Take each line below that has "query" and copy it.

------------

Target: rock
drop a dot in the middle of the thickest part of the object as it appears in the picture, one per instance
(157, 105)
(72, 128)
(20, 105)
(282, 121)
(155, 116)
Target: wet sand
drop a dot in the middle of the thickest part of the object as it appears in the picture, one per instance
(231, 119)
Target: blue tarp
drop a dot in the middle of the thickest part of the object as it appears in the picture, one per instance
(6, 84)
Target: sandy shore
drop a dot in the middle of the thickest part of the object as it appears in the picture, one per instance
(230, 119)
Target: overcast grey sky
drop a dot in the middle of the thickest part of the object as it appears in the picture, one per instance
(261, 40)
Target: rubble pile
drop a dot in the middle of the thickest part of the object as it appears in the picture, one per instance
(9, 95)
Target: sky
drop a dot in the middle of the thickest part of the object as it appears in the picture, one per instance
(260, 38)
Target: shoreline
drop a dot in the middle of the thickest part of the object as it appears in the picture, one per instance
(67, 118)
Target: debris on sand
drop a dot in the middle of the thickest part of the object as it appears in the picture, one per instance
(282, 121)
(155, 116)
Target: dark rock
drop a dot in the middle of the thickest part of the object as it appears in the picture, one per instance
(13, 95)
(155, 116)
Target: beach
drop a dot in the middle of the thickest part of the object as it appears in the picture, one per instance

------------

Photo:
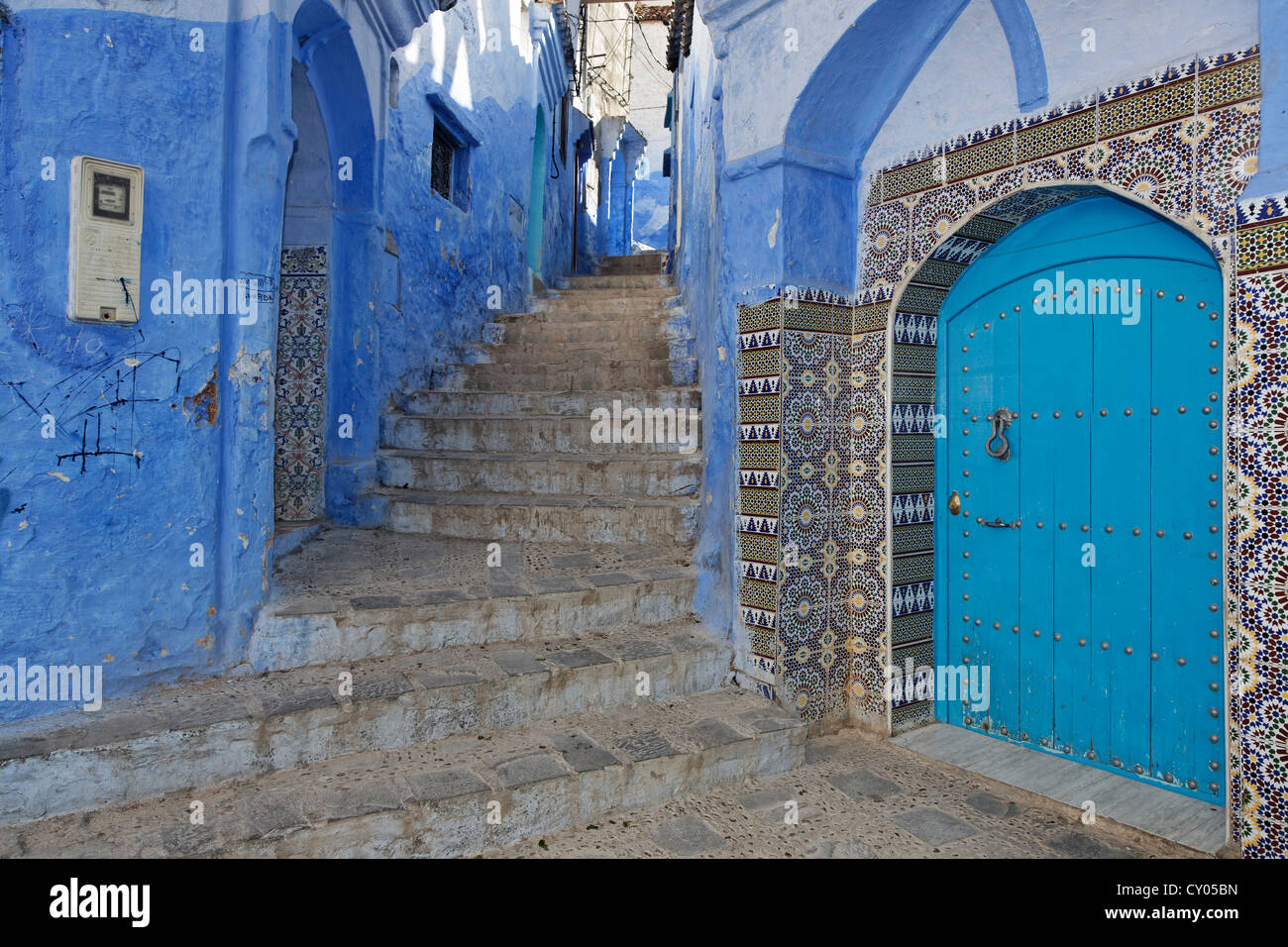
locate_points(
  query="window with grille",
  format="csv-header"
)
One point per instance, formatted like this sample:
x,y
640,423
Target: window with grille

------------

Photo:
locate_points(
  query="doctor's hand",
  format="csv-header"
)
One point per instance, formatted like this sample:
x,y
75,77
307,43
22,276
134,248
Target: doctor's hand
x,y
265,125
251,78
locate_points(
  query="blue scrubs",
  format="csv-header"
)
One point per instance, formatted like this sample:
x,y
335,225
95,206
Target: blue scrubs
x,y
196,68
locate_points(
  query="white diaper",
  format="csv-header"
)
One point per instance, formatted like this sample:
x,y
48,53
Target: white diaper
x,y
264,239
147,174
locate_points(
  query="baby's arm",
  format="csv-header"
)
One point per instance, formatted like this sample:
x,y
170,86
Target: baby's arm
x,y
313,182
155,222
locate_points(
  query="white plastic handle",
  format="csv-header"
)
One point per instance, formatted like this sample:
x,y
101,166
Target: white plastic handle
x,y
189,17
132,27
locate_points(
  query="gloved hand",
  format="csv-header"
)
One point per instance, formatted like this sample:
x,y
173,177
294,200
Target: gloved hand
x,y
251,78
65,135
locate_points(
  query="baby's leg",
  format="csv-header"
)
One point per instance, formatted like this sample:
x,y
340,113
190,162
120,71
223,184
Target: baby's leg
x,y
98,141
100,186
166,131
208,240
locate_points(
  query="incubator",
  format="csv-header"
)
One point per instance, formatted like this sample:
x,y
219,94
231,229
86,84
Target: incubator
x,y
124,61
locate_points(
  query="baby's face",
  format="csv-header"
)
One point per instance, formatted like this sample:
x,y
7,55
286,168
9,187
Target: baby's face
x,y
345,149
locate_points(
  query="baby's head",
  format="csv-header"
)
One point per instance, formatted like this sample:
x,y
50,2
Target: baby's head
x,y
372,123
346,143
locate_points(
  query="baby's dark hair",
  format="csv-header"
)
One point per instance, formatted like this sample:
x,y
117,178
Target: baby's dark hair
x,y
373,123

------------

■ Response
  query="window with grille",
  query="doctor's hand",
  query="blue scrubs",
  query="white diaper",
  query="baby's arm",
  query="white plastic handle",
  query="gloved hand",
  query="baby's leg",
  query="incubator",
  query="baby's face",
  query="baby's head",
  query="baby's dark hair",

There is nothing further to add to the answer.